[Pointing records]
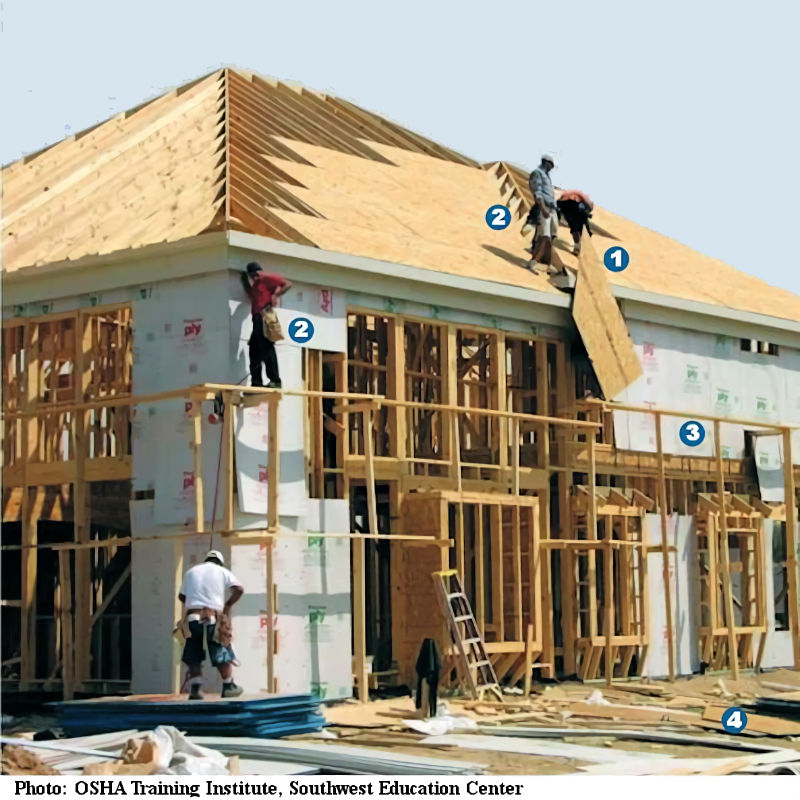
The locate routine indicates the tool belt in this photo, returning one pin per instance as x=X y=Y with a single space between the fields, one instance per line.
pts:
x=271 y=324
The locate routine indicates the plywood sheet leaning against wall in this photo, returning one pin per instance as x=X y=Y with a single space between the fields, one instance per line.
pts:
x=602 y=326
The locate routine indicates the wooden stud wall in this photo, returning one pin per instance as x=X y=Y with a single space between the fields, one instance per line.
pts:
x=52 y=367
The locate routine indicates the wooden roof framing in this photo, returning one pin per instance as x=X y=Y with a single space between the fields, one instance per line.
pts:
x=237 y=151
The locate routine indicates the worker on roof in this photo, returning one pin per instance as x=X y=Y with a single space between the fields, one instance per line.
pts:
x=576 y=208
x=546 y=224
x=264 y=289
x=206 y=621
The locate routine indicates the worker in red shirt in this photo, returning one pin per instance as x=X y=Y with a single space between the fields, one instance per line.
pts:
x=263 y=289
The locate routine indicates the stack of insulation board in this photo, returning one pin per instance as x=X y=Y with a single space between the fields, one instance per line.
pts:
x=266 y=716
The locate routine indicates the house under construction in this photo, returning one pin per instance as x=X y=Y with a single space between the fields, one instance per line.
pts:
x=442 y=407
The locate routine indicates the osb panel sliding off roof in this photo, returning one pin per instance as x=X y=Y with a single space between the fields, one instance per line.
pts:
x=237 y=151
x=602 y=327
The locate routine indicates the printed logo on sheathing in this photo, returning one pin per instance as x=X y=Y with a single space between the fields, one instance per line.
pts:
x=763 y=407
x=319 y=689
x=319 y=634
x=326 y=301
x=192 y=333
x=314 y=553
x=692 y=384
x=649 y=360
x=723 y=404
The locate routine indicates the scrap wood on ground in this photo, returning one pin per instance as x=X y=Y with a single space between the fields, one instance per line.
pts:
x=632 y=728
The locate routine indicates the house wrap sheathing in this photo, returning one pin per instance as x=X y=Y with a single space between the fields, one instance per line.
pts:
x=451 y=408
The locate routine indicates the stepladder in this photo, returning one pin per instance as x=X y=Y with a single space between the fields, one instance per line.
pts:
x=474 y=666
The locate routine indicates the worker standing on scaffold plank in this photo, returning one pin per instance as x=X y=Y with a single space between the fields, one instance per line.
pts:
x=264 y=289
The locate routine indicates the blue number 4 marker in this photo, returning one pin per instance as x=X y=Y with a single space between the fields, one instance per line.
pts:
x=734 y=720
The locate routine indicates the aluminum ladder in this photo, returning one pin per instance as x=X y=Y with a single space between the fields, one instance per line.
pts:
x=477 y=673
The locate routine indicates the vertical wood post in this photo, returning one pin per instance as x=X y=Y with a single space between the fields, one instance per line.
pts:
x=591 y=533
x=369 y=447
x=727 y=587
x=82 y=504
x=177 y=579
x=359 y=619
x=500 y=397
x=67 y=643
x=272 y=612
x=197 y=420
x=273 y=461
x=662 y=508
x=396 y=388
x=30 y=523
x=790 y=498
x=608 y=593
x=229 y=434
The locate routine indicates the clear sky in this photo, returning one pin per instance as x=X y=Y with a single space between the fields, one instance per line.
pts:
x=682 y=116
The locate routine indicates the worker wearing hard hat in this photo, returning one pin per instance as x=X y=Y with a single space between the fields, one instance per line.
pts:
x=576 y=208
x=206 y=622
x=545 y=203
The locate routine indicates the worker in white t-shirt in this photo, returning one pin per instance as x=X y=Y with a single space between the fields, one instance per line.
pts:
x=208 y=592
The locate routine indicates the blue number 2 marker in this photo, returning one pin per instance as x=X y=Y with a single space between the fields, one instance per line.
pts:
x=301 y=329
x=498 y=217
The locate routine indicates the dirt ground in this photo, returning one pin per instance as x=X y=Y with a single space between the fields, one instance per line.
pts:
x=379 y=724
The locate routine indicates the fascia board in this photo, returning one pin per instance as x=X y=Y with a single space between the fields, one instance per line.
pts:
x=402 y=282
x=705 y=317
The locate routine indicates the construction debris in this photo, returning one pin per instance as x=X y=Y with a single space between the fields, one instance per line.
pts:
x=343 y=760
x=277 y=715
x=19 y=761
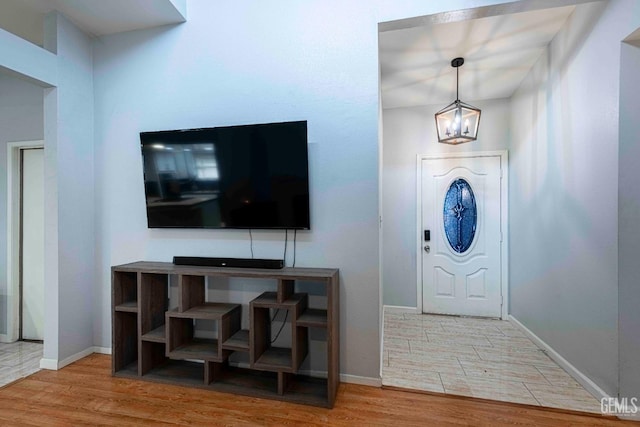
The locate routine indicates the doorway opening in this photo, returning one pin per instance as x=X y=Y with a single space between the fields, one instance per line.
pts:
x=25 y=243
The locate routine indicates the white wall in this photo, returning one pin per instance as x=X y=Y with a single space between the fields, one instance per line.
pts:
x=251 y=62
x=628 y=220
x=21 y=119
x=564 y=191
x=69 y=194
x=408 y=132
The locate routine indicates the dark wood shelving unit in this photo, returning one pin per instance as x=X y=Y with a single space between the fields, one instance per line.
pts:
x=154 y=343
x=238 y=341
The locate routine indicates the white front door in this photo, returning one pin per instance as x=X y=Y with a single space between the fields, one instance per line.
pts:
x=32 y=253
x=461 y=236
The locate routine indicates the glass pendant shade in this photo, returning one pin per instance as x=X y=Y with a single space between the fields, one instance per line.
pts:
x=457 y=123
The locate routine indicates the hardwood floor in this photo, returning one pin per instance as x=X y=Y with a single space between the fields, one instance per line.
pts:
x=85 y=393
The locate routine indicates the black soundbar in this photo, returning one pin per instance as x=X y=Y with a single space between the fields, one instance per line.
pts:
x=273 y=264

Task requirements:
Recast the lines above as a JSON list of strings, one string per line, with blank lines omitted. Leave the pictures out of the list.

Solution:
[
  "The locate routine indicates the tool belt in this photo, returning one pin per instance as x=X y=Y with a single space between the fields, one instance per line.",
  "pts:",
  "x=271 y=324",
  "The locate routine indicates the plywood sheet leaning against wall in this photo, returning one pin per instance as x=X y=Y with a single space between the fields, one instance per line.",
  "pts:",
  "x=602 y=326",
  "The locate routine indicates the wooden stud wall in this photo, returning one pin per instance as x=X y=Y with a single space between the fields, one instance per line.",
  "pts:",
  "x=52 y=367",
  "The locate routine indicates the wooden roof framing in this photo, returning one pin per instance as x=X y=Y with a single space between the fields, one instance per line.",
  "pts:",
  "x=237 y=151",
  "The locate routine indicates the worker on roof in this photo, returning one pin per instance as x=X y=Y with a single space between the fields, one instance per line.",
  "pts:",
  "x=576 y=208",
  "x=546 y=224",
  "x=264 y=289",
  "x=206 y=621",
  "The locate routine indicates the worker in red shirt in this photo, returning one pin per instance as x=X y=Y with a single space between the fields, one instance per line.",
  "pts:",
  "x=263 y=289",
  "The locate routine indicates the stack of insulation board in this photo, returning one pin per instance as x=X y=Y with a single space between the fields, one instance per line.",
  "pts:",
  "x=266 y=716",
  "The locate routine indicates the house under construction in this photo, returning one pin per instance as x=X y=Y with a single space between the fields, one instance per line.",
  "pts:",
  "x=442 y=407",
  "The locate routine indicates the osb panel sliding off roof in this photo, returning one pin per instance as x=X y=Y with a single space between the fields, one instance per line.",
  "pts:",
  "x=237 y=151",
  "x=602 y=327",
  "The locate routine indicates the printed logo on sheathing in this photo, returning one pin per instance as x=X y=Y with a single space between the fields, one instance per line.",
  "pts:",
  "x=763 y=407",
  "x=319 y=689",
  "x=319 y=634",
  "x=326 y=301",
  "x=192 y=333",
  "x=314 y=553",
  "x=692 y=384",
  "x=649 y=360",
  "x=723 y=404",
  "The locate routine indicates the scrap wood on ground in this photo, returning one pin per instance as x=X y=Y with a single space between the fields, one instance per line.",
  "pts:",
  "x=632 y=728",
  "The locate routine indicates the house wrap sheathing in this photo, returning one pin per instance as x=X y=Y with a single space between the fields, one instance per line.",
  "pts:",
  "x=451 y=408",
  "The locate routine indicates the stepladder in this photo, returning one pin per instance as x=X y=Y with a single space between the fields, one instance per line.",
  "pts:",
  "x=474 y=666",
  "The locate routine indicates the worker standing on scaffold plank in this photo, returning one pin per instance as x=X y=Y with a single space between the fields, one instance per line.",
  "pts:",
  "x=264 y=289",
  "The locate routine indicates the blue number 4 marker in this photo, returning one pin per instance as x=X y=Y with a single space between the fields, one instance per line.",
  "pts:",
  "x=734 y=720",
  "The locate routine indicates the aluminum ladder in this photo, returning one pin per instance as x=X y=Y with a single space between the fields, one instance per line.",
  "pts:",
  "x=477 y=673",
  "The locate routine indicates the vertical wood post in this photo, returning one pin per instance as x=X y=Y with a single space between the fields, one instance per line.",
  "pts:",
  "x=591 y=533",
  "x=369 y=447",
  "x=727 y=587",
  "x=82 y=504",
  "x=177 y=579",
  "x=359 y=619",
  "x=500 y=397",
  "x=67 y=643",
  "x=272 y=612",
  "x=197 y=420",
  "x=273 y=461",
  "x=662 y=508",
  "x=396 y=388",
  "x=30 y=523",
  "x=790 y=498",
  "x=608 y=593",
  "x=229 y=434",
  "The locate routine indicates the clear sky in this photo, returning one pin per instance as x=X y=Y with a single space between the fields, one instance per line.",
  "pts:",
  "x=682 y=116",
  "The locate routine indicates the worker wearing hard hat in this photo, returning one pin per instance as x=X y=Y with a single space between the fields, one instance per line.",
  "pts:",
  "x=576 y=208",
  "x=206 y=622",
  "x=545 y=203",
  "The locate routine indicates the worker in white t-shirt in this photo, returning one pin per instance as x=X y=Y with a single space between the fields, one instance per line.",
  "pts:",
  "x=208 y=592",
  "The locate routine indicates the blue number 2 marker in this photo, returning one pin per instance as x=X y=Y with a single space between the fields, one instance per line.",
  "pts:",
  "x=301 y=329",
  "x=498 y=217",
  "The locate routine indicates the dirt ground in this photo, returning one pin per instance as x=X y=Y with a single space between the fields, one instance per line.",
  "pts:",
  "x=379 y=724",
  "The locate routine indicates the fascia board in this photo, returning one pin per instance as x=X y=Y with a single space between the fields, one instance per line.",
  "pts:",
  "x=402 y=282",
  "x=705 y=317",
  "The locate routine indicates the construction debris in this photo, returning one pin per instance as x=X y=Y with a single space between the fields, one instance per line.",
  "pts:",
  "x=343 y=760",
  "x=277 y=715",
  "x=19 y=761",
  "The locate routine indicates the doorway opening in this photo, returning one pin per instance as x=X y=Y with a single space between the fields, one instance per line.",
  "pts:",
  "x=25 y=243",
  "The locate routine indicates the white wall in this photo, returning one pin per instance as x=X y=Y with a single space between the fields, one instance per line.",
  "pts:",
  "x=251 y=62",
  "x=628 y=220",
  "x=21 y=119",
  "x=564 y=191",
  "x=69 y=194",
  "x=408 y=132",
  "The locate routine indicates the dark wood shelving unit in this photo, returning one pin per instance as x=X y=Y with a single space between the fields, one instance per line.",
  "pts:",
  "x=154 y=343",
  "x=238 y=341",
  "The locate routine indicates the white front door in this photo, returning one pin per instance as x=X y=Y with a single space between the fields, one instance per line.",
  "pts:",
  "x=32 y=253",
  "x=461 y=236",
  "The locate routine indicates the glass pendant shade in this photo, returning one pin per instance as x=X y=Y with a single space between the fields, one instance per line.",
  "pts:",
  "x=457 y=123",
  "The locate routine indicates the hardwood floor in this photo, returning one pin per instance as x=X y=Y with a single space between the fields, one instance per line.",
  "pts:",
  "x=85 y=393",
  "The locate routine indicates the black soundbar in this photo, returning one pin per instance as x=X y=Y with a single space between the fields, one instance per line.",
  "pts:",
  "x=273 y=264"
]